**Data for this task**

◇ ◇ ◇ ◇ ◇ ◇ ◇

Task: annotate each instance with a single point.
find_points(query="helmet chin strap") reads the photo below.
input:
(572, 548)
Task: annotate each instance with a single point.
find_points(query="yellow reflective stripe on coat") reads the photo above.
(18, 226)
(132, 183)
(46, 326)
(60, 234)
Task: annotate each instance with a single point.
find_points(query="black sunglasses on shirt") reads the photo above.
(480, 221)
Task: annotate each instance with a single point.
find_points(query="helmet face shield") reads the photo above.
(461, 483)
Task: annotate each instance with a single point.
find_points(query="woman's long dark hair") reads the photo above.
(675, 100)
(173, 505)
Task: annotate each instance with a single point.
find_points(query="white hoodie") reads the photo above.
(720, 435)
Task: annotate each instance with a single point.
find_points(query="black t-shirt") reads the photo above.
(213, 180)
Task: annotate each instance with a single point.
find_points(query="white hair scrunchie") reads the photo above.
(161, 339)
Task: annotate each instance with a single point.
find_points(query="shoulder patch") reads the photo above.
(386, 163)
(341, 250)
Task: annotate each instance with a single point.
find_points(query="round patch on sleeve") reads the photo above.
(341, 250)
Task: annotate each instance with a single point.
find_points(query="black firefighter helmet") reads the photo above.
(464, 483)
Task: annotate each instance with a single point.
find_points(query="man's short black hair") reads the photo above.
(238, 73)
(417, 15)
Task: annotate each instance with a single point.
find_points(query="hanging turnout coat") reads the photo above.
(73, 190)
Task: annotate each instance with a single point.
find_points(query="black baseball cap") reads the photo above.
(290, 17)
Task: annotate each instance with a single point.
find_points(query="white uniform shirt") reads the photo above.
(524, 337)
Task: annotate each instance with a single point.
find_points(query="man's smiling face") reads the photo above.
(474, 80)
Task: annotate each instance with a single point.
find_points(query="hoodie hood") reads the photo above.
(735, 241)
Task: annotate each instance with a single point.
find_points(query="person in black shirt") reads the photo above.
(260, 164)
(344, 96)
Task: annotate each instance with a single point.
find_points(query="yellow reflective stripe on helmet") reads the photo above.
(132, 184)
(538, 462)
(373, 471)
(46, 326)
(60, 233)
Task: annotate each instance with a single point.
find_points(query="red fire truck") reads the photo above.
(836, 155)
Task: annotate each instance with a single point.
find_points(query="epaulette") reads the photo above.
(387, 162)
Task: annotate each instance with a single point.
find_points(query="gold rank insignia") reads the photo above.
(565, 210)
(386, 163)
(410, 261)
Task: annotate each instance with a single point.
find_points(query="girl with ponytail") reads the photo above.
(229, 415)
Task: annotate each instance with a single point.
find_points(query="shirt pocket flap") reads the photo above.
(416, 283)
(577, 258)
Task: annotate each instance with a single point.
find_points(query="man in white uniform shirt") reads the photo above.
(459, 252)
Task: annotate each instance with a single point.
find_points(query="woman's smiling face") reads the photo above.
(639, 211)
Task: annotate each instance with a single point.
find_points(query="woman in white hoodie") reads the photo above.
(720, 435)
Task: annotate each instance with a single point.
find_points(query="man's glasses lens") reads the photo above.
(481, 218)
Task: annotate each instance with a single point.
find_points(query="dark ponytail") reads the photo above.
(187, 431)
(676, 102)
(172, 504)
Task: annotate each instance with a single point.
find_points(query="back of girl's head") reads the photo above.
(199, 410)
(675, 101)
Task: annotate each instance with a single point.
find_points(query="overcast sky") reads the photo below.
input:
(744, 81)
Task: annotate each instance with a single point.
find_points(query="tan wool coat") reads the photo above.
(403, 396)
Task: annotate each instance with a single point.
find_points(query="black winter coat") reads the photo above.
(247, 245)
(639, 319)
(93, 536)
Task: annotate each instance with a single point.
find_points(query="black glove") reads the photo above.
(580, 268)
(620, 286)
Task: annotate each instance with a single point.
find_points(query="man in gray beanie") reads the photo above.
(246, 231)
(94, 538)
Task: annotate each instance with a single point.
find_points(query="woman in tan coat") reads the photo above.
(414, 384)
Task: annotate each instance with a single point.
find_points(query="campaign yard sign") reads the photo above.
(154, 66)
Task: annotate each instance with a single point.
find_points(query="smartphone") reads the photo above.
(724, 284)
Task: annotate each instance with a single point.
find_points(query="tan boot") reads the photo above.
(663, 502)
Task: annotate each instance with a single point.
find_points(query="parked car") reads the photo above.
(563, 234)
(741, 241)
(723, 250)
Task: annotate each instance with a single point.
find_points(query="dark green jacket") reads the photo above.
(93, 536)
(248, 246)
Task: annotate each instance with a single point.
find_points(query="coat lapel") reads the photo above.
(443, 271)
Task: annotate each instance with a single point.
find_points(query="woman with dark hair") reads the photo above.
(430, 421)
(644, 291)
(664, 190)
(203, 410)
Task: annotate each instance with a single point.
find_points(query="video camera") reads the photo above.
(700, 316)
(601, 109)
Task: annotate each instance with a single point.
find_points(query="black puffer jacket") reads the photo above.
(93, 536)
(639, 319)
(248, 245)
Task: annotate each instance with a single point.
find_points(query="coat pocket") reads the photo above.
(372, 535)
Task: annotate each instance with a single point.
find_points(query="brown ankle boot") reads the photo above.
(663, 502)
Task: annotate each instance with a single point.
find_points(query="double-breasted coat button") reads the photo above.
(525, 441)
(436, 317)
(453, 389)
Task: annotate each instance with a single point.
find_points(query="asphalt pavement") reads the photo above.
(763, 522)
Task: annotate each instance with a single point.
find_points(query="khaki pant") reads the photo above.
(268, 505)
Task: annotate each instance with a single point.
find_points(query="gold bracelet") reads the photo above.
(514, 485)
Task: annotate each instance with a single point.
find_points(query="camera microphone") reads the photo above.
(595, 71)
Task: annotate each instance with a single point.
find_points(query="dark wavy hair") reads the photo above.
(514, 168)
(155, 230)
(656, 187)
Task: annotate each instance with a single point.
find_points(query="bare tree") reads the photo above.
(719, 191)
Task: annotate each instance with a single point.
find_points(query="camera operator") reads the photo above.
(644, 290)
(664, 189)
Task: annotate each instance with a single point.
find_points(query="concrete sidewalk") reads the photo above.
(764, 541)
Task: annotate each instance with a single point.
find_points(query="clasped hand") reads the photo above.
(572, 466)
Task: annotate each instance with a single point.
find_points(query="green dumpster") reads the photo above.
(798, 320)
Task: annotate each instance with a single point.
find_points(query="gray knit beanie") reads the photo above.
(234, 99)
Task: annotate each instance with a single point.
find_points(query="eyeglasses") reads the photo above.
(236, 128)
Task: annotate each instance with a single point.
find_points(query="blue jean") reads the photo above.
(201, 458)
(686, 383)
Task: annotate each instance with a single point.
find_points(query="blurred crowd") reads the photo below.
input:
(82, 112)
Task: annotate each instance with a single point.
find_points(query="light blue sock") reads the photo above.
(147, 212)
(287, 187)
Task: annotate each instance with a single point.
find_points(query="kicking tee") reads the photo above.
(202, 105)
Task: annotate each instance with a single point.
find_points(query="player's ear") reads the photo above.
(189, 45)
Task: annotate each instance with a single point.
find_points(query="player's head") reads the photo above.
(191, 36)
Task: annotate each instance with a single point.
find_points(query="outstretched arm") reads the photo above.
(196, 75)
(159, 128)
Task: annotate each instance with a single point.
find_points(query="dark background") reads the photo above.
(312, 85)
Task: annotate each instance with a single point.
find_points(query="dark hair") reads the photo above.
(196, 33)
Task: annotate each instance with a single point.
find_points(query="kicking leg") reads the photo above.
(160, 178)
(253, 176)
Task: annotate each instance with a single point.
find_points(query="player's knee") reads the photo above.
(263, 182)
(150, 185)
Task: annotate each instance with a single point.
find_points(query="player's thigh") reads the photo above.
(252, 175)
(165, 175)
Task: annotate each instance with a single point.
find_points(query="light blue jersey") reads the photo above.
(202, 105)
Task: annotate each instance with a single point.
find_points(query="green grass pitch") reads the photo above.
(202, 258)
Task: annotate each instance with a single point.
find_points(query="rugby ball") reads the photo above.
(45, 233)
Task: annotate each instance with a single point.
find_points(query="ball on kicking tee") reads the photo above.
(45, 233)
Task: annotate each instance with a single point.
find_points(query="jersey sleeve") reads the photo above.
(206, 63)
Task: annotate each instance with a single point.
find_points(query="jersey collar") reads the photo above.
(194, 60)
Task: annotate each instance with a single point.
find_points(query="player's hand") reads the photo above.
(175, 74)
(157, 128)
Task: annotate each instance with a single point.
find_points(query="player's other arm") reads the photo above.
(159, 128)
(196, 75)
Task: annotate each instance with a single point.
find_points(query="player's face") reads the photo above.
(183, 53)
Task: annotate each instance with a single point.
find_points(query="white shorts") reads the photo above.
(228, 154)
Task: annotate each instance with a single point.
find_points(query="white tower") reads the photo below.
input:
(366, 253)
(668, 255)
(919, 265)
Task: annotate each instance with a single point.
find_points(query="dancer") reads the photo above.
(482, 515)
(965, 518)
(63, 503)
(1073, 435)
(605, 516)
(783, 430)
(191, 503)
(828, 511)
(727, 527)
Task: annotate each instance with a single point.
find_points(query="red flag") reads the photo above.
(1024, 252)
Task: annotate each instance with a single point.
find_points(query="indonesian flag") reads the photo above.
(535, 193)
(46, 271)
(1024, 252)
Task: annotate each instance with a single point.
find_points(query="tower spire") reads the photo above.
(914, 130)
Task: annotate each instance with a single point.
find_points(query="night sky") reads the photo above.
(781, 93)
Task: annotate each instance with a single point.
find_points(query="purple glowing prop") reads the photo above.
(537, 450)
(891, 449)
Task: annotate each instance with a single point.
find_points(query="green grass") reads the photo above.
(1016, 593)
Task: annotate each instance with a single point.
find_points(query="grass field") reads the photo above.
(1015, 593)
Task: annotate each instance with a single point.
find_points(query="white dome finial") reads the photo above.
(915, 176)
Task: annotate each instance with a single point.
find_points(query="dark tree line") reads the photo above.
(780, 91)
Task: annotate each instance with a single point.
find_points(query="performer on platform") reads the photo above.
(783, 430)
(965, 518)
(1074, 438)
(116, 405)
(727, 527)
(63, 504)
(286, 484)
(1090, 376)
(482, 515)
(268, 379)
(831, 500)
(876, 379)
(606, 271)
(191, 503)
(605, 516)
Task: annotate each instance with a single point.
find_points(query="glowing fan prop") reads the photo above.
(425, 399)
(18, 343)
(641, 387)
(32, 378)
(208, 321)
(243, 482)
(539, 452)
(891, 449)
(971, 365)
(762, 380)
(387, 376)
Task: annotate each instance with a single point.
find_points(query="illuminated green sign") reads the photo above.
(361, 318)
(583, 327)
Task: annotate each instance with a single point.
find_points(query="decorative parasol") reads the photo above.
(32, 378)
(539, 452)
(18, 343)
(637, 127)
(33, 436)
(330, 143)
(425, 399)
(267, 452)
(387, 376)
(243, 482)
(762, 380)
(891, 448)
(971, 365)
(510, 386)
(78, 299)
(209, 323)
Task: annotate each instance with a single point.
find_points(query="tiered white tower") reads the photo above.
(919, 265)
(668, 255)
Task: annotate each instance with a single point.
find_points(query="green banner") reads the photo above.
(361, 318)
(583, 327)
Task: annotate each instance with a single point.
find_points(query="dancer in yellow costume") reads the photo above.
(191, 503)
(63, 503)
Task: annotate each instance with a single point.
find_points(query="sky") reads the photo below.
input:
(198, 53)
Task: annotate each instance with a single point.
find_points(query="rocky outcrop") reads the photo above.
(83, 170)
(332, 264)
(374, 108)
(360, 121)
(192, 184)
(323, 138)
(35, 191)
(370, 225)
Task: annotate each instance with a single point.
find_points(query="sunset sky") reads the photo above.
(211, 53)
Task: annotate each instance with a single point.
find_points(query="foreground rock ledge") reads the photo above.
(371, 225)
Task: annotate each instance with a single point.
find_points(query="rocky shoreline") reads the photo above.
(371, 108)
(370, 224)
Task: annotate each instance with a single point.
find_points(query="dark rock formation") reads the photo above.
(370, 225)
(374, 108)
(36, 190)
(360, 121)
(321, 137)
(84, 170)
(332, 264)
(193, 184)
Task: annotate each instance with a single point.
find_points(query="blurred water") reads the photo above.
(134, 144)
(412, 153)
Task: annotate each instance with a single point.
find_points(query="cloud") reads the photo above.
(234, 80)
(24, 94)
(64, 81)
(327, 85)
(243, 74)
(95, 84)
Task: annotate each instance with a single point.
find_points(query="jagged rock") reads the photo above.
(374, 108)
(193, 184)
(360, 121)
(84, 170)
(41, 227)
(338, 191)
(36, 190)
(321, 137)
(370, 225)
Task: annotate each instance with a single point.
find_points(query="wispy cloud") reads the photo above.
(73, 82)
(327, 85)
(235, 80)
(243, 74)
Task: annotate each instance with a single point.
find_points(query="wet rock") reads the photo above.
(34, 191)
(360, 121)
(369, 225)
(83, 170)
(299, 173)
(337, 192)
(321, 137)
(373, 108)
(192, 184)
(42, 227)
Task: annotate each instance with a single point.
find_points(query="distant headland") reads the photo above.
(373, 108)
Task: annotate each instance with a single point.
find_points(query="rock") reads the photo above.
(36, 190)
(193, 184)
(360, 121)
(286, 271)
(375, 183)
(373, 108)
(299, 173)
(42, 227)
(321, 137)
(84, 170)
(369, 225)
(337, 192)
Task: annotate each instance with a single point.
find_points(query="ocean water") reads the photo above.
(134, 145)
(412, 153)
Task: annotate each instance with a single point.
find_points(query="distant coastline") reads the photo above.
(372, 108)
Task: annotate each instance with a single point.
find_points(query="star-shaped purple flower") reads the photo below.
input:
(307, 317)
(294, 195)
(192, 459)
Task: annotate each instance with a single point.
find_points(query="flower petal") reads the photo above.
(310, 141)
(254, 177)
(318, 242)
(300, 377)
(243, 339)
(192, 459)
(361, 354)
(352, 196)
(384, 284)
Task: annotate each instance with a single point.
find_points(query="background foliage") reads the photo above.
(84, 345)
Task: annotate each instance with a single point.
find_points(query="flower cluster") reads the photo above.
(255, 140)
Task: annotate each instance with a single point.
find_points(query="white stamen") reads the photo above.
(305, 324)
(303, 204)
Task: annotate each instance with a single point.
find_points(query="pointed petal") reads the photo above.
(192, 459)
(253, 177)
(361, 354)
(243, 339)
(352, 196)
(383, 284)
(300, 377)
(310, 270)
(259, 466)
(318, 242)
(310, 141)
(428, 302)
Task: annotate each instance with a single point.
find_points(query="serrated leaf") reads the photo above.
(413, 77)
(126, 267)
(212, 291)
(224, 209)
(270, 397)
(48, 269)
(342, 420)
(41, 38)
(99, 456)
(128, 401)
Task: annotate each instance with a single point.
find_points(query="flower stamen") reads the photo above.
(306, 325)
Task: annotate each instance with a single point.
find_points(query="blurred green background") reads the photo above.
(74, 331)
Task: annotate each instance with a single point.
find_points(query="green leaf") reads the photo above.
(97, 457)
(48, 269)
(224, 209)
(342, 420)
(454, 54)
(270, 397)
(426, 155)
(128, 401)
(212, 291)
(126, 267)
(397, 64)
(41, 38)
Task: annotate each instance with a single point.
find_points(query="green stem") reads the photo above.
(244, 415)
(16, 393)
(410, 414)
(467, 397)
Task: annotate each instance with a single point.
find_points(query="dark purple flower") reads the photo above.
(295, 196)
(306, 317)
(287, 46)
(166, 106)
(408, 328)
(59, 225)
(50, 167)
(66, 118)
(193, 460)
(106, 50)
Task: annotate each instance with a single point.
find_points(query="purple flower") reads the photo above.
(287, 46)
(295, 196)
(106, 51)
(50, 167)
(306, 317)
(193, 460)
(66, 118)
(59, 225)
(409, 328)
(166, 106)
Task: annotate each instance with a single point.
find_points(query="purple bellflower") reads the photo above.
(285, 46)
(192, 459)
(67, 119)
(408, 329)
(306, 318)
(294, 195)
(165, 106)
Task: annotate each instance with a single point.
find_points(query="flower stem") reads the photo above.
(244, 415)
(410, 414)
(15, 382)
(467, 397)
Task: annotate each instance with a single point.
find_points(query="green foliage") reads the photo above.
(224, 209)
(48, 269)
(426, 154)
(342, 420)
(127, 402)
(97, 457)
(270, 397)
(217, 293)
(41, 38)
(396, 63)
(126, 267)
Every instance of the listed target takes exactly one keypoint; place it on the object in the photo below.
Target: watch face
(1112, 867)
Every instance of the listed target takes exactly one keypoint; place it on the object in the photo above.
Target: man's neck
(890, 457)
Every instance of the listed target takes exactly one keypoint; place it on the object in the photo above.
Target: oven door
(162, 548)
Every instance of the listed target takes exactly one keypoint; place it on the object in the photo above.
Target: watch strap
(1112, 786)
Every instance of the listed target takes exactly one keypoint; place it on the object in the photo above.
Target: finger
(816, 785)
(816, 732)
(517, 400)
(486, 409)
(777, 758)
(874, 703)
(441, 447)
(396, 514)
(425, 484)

◇ ◇ ◇ ◇ ◇ ◇ ◇

**What the exercise asks**
Reproduce only the lines from the line containing "in the photo below." to the last line of the material above, both of those lines included.

**Output for this task**
Every instance of the listed target takes exactly one keypoint; place it on the object in the photo below.
Target: watch face
(1112, 867)
Every instance of the listed target takes exactly one keypoint; place it on the object in the photo above.
Target: man's neck
(890, 457)
Every instance of the listed target takes exactly one keypoint; place it on the object in the photo above.
Target: oven door
(162, 548)
Every instance of the listed target takes exactly one keypoint; place it on the object in the photo above.
Target: watch strap
(1112, 786)
Every instance of the listed target takes exactly one keypoint; place it on the object in the photo above.
Target: finger
(816, 785)
(816, 732)
(517, 400)
(486, 409)
(777, 758)
(874, 703)
(441, 447)
(396, 514)
(425, 484)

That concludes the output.